→ Required action
Would you transcribe the whole listing exactly and drop its images?

→ Data records
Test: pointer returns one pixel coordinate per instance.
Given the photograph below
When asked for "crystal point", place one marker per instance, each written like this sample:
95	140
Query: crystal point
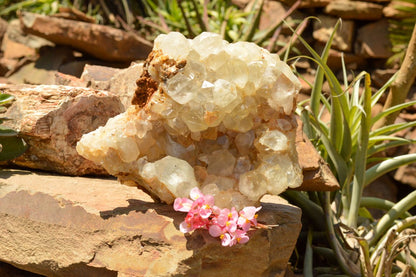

→ Reply to the exercise
Test: pointer returns one pixel coordinate per instance.
Given the photograph below
When asked for "crystal point", place one marker per instance, each written like this sample:
95	140
Query: crystal point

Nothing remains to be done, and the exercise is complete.